- _Data excerpts_
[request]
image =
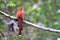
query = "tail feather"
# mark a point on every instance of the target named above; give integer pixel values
(20, 21)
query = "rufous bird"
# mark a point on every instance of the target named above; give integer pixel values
(20, 17)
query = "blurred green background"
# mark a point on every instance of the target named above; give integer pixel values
(41, 12)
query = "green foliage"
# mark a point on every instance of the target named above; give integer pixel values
(45, 15)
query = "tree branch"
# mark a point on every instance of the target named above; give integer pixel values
(34, 25)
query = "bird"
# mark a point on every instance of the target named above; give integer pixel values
(20, 17)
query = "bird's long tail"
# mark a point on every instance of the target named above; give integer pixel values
(20, 21)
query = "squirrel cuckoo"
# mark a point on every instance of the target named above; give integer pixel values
(20, 17)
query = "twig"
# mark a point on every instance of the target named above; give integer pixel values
(34, 25)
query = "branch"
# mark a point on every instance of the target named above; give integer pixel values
(2, 33)
(34, 25)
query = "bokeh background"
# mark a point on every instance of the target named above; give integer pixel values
(41, 12)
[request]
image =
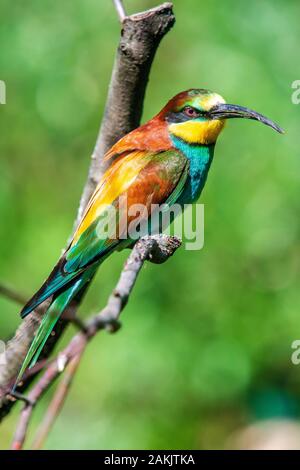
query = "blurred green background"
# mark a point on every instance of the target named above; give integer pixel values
(205, 348)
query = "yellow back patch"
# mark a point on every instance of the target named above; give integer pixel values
(198, 132)
(116, 180)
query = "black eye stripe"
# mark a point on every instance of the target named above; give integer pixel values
(181, 116)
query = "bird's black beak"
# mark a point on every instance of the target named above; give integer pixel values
(230, 111)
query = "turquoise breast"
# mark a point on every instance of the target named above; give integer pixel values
(200, 158)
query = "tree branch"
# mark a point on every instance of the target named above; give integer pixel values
(156, 249)
(120, 9)
(140, 36)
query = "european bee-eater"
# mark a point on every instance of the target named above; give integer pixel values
(165, 160)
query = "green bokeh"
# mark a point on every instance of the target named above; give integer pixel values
(206, 338)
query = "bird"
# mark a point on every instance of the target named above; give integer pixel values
(164, 161)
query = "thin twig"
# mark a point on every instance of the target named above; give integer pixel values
(13, 295)
(57, 402)
(156, 249)
(139, 40)
(120, 9)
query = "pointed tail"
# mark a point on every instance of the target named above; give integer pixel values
(50, 319)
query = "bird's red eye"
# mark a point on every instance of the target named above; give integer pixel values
(191, 112)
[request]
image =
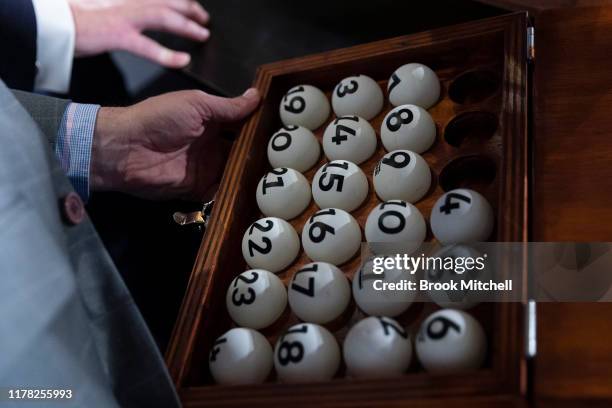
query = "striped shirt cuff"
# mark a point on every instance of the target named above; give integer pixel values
(74, 142)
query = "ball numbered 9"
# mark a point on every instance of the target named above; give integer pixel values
(331, 235)
(414, 84)
(402, 175)
(270, 244)
(319, 293)
(349, 138)
(408, 127)
(340, 184)
(304, 105)
(451, 341)
(306, 352)
(377, 347)
(241, 356)
(357, 95)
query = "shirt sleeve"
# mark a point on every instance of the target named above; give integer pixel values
(74, 142)
(54, 45)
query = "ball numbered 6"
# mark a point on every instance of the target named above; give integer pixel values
(340, 184)
(349, 138)
(402, 175)
(450, 341)
(304, 105)
(270, 244)
(306, 352)
(408, 127)
(240, 356)
(319, 293)
(331, 235)
(256, 298)
(357, 95)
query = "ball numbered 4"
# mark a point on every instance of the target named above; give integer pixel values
(377, 347)
(408, 127)
(306, 352)
(462, 216)
(340, 184)
(402, 175)
(357, 95)
(414, 84)
(451, 341)
(349, 138)
(304, 105)
(270, 244)
(295, 147)
(319, 293)
(256, 298)
(240, 356)
(331, 235)
(283, 193)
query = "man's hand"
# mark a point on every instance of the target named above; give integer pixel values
(166, 146)
(107, 25)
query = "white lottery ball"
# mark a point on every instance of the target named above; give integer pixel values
(241, 356)
(408, 127)
(451, 341)
(357, 95)
(402, 175)
(304, 105)
(319, 293)
(349, 138)
(462, 216)
(270, 244)
(295, 147)
(377, 347)
(395, 227)
(283, 193)
(340, 184)
(331, 235)
(306, 353)
(414, 84)
(256, 298)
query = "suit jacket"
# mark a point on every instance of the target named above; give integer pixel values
(67, 321)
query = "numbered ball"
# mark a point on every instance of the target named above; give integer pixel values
(349, 138)
(414, 84)
(357, 95)
(256, 298)
(319, 293)
(377, 347)
(408, 127)
(462, 216)
(450, 341)
(402, 175)
(270, 244)
(283, 193)
(241, 356)
(306, 352)
(304, 105)
(340, 184)
(331, 235)
(295, 147)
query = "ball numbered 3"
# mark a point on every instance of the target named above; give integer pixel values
(256, 299)
(340, 184)
(331, 235)
(240, 356)
(349, 138)
(306, 352)
(304, 105)
(319, 293)
(377, 347)
(271, 244)
(357, 95)
(402, 175)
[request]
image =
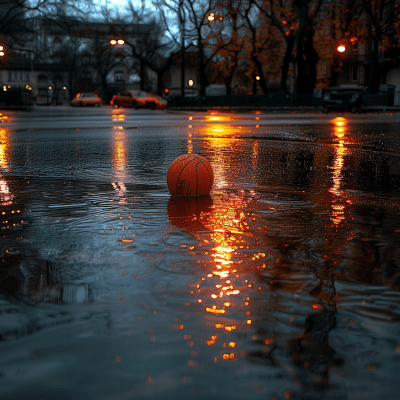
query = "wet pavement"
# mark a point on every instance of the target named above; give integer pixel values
(283, 283)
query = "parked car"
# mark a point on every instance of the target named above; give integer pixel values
(349, 98)
(162, 103)
(138, 98)
(86, 99)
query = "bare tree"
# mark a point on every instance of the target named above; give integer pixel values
(384, 16)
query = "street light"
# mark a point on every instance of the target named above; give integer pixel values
(341, 48)
(120, 42)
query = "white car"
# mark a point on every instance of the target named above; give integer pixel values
(86, 99)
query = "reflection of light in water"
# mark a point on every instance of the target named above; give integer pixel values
(222, 289)
(340, 153)
(4, 140)
(6, 196)
(119, 161)
(215, 117)
(190, 146)
(117, 116)
(219, 143)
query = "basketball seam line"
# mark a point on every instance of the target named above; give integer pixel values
(173, 162)
(176, 187)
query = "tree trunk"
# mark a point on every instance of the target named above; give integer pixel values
(286, 61)
(372, 81)
(306, 60)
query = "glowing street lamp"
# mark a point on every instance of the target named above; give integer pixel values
(120, 42)
(341, 48)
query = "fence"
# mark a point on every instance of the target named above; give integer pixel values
(16, 98)
(381, 98)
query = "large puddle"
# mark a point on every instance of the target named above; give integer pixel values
(283, 283)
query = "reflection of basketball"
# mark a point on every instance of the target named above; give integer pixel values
(190, 175)
(189, 213)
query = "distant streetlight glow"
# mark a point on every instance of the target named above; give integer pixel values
(113, 42)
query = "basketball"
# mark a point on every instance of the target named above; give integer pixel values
(190, 175)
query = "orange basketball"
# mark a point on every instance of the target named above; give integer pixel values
(190, 175)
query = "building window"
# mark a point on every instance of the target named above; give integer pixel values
(118, 76)
(354, 73)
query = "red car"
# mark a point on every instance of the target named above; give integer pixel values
(138, 98)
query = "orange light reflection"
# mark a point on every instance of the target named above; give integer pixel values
(119, 161)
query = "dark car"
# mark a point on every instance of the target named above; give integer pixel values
(342, 98)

- _Goal_
Repeat word for word the lines running from the line containing "of light in" to the end of the entries above, inclusive.

- _Correct result_
query = "reflection of light in water"
# mark a point on every instance of the target named above; give integer pixel values
(222, 289)
(340, 153)
(4, 140)
(6, 196)
(119, 161)
(215, 117)
(190, 146)
(117, 116)
(219, 143)
query = "basketball seam line"
# mark a point on every instance of the target named above; give integer pixel values
(173, 162)
(176, 187)
query = "tree trunk"
# mark a point on every instance of the target named above; give integer pixel values
(286, 61)
(372, 81)
(306, 60)
query = "glowing street lamp"
# mark a point on every instance of the target named above; give integer pixel values
(120, 42)
(341, 48)
query = "fence"
# mark a point on every instance of the target named above; give integer pixel values
(16, 98)
(381, 98)
query = "large puddle"
# mark a point on every instance of the target named above; give integer pixel values
(283, 283)
query = "reflection of basketball"
# mark a point on every instance of the target named above; give integer pixel values
(190, 175)
(189, 213)
query = "distant streetlight glow"
# mark a point on every instance of the target named above; give integer pixel values
(113, 42)
query = "basketball"
# mark a point on every instance of the target named above; give integer pixel values
(190, 175)
query = "orange basketball"
# mark a point on every instance of the target named above; give integer pixel values
(190, 175)
query = "building window"
# mark a point on every instance of the target named above; give integer pixel values
(118, 76)
(354, 73)
query = "red car"
# mark a point on every instance of the target named above; give integer pixel values
(138, 98)
query = "orange light reflection"
# mark a point on every instance of the target named above; give integer pixel values
(119, 161)
query = "dark car"
# mark a point on every instance of the target named above; give integer pixel values
(342, 98)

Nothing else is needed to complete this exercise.